Set problem 1. From the booklet description below, list every role it uses to describe Hiram Bingham in its first sentence about him.
Set problem 2. According to the booklet description below, in what year did Bingham write the words "until someone explores the present village of Vilcabamba and its vicinity"?

Source document.
--- start ---

The RUINS of CHOQQUEQUIRAU
This book was especially republished to raise funds for these charities & many more...
33% of the publishers profit from the sale of this book will be donated to charities.
Hiram Bingham (1875 - 1956) was an academic, explorer, treasure hunter and politician from the United States. He obtained degrees from Yale, UCLA Berkeley, and a PhD. from Harvard. He taught history and politics at Harvard and then served as preceptor under Woodrow Wilson at Princeton.
In the 58 pages of this booklet you will find but one of the results of Binghams journeys of discovery into the interior of Peru (See also INCA LAND - ISBN: 978-1-907256-69-1.)
The Incas lived in this land of violent contrasts. In Inca Land one may pass within a few hours from alpine landscapes of snow and glaciers to tropical, humid settings, lush with tree ferns. The story of the Incas is still in a maze of doubt and contradiction. It was this mystery and the romance of nineteenth-century exploration that first led Bingham into the relatively unknown interior of ancient Peru, the Land of the Incas.
In the very last paragraph of this booklet, in a throw-away sentence, Bingham writes, .until someone explores the present village of Vilcabamba and its vicinity. Little did he know when he wrote those words in 1909 that a mere two years later he would be the expedition leader that explored this region sometimes called the Cradle of the Incas. It was then he made the discovery for which he became famous - that of Machu Picchu, the fabled Inca citadel - and the world has been captivated by the mystery and romance of the Land of the Incas ever since.
2011 was the centennial year of Binghams famous announcement and this booklet has been republished, in part, to celebrate his achievement. It has also been republished to raise funds for
PROJECT PERU which gives ongoing and practical support to those who live in extreme poverty in the desert shanty towns of Lima, Peru.
33% of the Publishers profit will be donated to PROJECT PERU.

--- end ---

Information shown.
--- start ---

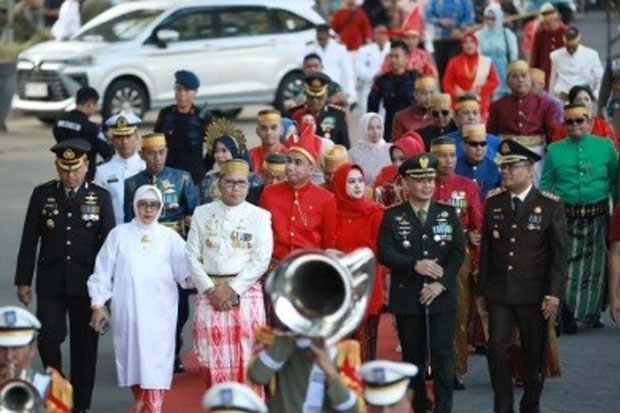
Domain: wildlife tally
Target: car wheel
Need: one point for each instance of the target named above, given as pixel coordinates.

--- end ---

Solution 1. Academic, explorer, treasure hunter, politician

Solution 2. 1909